Exercise: Copy out the lines of the material without any change, from the start through the line containing "negative clicks: (252, 595)", including that line.

Source records:
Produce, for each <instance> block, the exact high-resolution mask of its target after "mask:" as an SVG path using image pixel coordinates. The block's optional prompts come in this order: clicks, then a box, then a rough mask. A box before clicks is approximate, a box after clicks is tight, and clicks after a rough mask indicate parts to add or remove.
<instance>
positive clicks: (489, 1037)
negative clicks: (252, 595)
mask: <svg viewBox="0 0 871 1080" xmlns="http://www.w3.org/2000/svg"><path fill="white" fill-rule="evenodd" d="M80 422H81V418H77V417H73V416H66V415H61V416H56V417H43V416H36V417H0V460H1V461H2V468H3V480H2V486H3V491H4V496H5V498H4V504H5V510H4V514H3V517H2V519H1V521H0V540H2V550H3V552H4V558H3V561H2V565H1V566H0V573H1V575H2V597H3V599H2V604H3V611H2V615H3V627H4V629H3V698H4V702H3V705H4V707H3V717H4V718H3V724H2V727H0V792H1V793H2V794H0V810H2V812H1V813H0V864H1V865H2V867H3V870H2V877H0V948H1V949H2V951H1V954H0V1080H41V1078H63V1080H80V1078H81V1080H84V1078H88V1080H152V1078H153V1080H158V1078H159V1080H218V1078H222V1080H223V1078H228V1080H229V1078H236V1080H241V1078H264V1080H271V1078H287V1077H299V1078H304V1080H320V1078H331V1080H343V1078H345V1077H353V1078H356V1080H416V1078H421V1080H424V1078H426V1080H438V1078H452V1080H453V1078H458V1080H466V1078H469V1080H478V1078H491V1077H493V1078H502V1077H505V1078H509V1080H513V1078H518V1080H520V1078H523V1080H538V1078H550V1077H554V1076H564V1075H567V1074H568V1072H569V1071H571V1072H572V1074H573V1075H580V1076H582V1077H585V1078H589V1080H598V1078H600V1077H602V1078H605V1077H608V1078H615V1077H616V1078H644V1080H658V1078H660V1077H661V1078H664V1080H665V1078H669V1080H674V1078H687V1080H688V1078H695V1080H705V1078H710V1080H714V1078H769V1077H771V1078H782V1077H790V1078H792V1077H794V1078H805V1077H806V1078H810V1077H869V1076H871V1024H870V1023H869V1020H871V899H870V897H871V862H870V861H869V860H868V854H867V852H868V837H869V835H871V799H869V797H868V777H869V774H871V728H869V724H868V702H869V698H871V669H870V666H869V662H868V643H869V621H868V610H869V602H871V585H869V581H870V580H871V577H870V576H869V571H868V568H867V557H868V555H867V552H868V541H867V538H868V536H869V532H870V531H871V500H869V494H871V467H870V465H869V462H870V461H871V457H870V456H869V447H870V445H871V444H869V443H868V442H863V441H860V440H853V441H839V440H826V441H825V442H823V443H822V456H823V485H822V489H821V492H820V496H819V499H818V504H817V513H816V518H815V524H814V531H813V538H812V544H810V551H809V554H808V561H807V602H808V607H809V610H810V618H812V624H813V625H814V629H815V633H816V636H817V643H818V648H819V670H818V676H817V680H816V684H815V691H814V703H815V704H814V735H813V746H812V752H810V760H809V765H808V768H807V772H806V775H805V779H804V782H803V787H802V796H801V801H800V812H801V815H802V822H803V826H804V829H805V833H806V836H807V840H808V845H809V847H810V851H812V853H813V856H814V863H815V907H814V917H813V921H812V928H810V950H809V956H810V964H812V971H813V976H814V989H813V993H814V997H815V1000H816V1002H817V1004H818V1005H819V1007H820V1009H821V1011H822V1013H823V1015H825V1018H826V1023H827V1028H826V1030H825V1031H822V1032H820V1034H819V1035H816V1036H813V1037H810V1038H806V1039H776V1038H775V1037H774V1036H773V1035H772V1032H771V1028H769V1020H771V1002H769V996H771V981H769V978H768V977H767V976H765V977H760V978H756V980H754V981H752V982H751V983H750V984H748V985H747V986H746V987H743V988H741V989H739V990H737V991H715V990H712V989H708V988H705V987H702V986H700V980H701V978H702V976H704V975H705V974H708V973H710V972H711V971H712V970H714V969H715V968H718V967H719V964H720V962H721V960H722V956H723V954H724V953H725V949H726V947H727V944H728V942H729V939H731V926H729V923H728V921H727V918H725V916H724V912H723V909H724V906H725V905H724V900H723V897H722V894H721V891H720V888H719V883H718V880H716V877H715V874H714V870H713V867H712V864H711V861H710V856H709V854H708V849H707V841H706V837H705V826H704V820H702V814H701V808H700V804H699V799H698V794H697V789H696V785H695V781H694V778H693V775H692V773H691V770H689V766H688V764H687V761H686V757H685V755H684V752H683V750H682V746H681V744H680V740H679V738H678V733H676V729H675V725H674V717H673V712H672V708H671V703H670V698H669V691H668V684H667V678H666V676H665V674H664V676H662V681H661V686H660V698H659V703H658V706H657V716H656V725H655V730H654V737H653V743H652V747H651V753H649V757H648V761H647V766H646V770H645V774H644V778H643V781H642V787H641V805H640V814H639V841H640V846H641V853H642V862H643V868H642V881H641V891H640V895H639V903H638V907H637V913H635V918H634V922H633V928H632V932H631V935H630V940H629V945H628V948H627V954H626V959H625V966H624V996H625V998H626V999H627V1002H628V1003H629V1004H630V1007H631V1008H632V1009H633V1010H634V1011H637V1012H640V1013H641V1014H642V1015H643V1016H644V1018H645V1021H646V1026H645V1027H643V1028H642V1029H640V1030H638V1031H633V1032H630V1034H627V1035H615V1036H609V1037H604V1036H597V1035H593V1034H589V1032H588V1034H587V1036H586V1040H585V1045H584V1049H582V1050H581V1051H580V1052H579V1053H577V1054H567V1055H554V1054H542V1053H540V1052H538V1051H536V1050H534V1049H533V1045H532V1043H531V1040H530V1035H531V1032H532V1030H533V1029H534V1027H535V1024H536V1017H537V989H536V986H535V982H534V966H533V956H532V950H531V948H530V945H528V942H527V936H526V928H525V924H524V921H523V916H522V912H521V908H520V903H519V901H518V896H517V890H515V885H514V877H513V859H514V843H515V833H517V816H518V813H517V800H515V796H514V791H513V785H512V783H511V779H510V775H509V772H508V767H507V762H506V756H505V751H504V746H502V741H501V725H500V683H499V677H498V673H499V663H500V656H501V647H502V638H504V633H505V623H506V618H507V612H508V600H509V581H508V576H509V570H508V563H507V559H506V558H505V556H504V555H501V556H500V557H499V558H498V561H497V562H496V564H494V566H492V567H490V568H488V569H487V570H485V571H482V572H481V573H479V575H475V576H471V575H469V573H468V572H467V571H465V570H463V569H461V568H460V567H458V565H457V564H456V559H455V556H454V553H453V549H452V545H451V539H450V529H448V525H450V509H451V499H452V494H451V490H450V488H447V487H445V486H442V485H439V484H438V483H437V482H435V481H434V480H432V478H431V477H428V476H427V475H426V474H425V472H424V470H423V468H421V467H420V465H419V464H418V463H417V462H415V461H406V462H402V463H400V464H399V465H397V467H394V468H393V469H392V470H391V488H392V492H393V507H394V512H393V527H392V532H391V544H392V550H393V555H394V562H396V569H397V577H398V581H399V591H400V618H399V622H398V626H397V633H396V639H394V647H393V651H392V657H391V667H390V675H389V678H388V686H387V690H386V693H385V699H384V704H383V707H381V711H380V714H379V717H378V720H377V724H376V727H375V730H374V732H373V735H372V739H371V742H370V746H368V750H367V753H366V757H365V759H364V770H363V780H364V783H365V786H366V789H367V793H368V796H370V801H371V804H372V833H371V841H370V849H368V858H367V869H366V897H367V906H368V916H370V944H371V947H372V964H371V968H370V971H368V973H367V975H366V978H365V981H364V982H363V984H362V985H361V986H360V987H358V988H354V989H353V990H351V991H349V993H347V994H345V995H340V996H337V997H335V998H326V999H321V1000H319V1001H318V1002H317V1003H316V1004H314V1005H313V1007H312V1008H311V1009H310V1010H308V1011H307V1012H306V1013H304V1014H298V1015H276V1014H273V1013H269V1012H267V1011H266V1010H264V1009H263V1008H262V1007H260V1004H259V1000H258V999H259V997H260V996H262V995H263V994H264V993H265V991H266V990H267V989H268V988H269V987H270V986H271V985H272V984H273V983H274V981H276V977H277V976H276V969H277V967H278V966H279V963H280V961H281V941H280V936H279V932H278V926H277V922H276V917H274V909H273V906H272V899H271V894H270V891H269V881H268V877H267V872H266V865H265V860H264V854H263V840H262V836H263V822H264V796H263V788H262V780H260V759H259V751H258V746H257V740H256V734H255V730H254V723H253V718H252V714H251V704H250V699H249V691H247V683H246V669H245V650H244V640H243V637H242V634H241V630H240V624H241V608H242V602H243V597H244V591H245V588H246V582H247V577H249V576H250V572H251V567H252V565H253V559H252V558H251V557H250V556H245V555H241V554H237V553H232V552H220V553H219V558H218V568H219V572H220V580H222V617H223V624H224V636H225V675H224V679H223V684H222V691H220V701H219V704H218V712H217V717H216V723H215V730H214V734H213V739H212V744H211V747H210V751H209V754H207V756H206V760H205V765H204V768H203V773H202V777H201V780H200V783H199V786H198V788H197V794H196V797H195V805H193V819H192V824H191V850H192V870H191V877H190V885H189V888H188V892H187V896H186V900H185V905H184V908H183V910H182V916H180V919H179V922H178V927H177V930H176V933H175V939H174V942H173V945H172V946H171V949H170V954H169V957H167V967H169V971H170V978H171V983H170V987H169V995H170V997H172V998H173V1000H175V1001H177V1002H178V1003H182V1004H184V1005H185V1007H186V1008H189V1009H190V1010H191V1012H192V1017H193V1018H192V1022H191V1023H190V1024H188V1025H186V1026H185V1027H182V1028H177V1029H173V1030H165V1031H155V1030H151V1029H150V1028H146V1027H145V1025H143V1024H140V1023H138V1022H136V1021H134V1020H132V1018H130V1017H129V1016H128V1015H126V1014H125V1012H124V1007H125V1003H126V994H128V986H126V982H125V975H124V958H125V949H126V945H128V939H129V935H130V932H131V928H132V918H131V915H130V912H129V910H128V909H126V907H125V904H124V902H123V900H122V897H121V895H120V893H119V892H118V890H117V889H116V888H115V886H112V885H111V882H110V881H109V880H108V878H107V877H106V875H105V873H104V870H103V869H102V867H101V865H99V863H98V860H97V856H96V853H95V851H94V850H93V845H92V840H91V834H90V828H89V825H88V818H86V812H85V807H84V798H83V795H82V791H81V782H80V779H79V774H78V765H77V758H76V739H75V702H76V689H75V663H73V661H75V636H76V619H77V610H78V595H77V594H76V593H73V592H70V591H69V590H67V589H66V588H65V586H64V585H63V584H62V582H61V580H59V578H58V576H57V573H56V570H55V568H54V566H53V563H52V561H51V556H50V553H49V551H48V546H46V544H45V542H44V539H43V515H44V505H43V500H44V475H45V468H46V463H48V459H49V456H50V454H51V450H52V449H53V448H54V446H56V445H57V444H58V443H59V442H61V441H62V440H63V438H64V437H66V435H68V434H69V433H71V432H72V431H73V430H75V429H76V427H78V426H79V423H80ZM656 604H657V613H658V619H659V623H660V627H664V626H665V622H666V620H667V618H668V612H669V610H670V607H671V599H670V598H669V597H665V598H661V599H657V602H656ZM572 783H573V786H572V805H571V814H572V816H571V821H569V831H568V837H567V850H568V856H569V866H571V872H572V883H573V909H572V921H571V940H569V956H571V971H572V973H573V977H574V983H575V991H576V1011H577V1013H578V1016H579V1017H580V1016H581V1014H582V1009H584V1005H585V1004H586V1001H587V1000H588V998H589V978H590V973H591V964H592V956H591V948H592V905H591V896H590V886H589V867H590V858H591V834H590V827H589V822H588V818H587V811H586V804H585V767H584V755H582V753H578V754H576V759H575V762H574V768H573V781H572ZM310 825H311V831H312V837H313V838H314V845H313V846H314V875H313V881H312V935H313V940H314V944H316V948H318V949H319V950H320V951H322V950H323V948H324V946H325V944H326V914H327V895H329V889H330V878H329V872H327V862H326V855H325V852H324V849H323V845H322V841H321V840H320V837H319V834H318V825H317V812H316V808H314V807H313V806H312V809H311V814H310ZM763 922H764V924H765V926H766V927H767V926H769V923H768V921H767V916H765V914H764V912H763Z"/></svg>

Task result:
Produce, for each <instance> block, the exact high-resolution mask of its target after "mask:" as an SVG path using image pixel coordinates. The block's optional prompts come in this order: clicks, then a box, then a rough mask. A box before clicks is approximate, a box after clicks is tight, and clicks after a rough mask indicate parts to add or remove.
<instance>
positive clicks: (489, 1037)
negative clicks: (252, 595)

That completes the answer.